Exercise description: The number needed is how many lines in these entries contain "fuzzy"; give it alone.

Records supplied:
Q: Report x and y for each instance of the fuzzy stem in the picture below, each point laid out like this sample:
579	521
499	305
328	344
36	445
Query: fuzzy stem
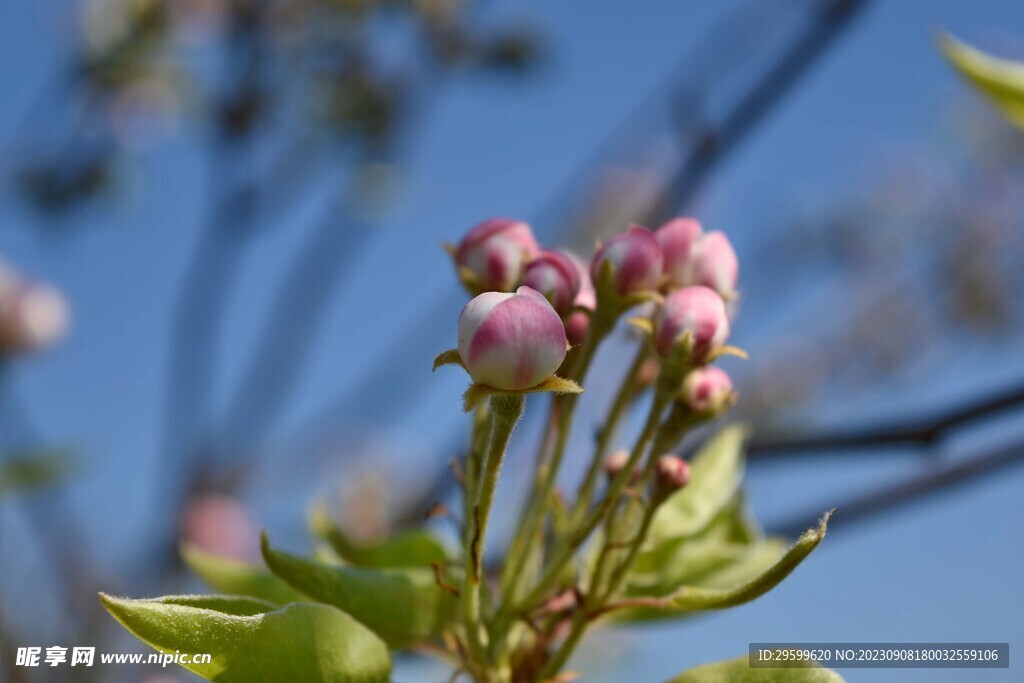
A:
506	411
563	553
627	391
534	512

Finished exercise: 2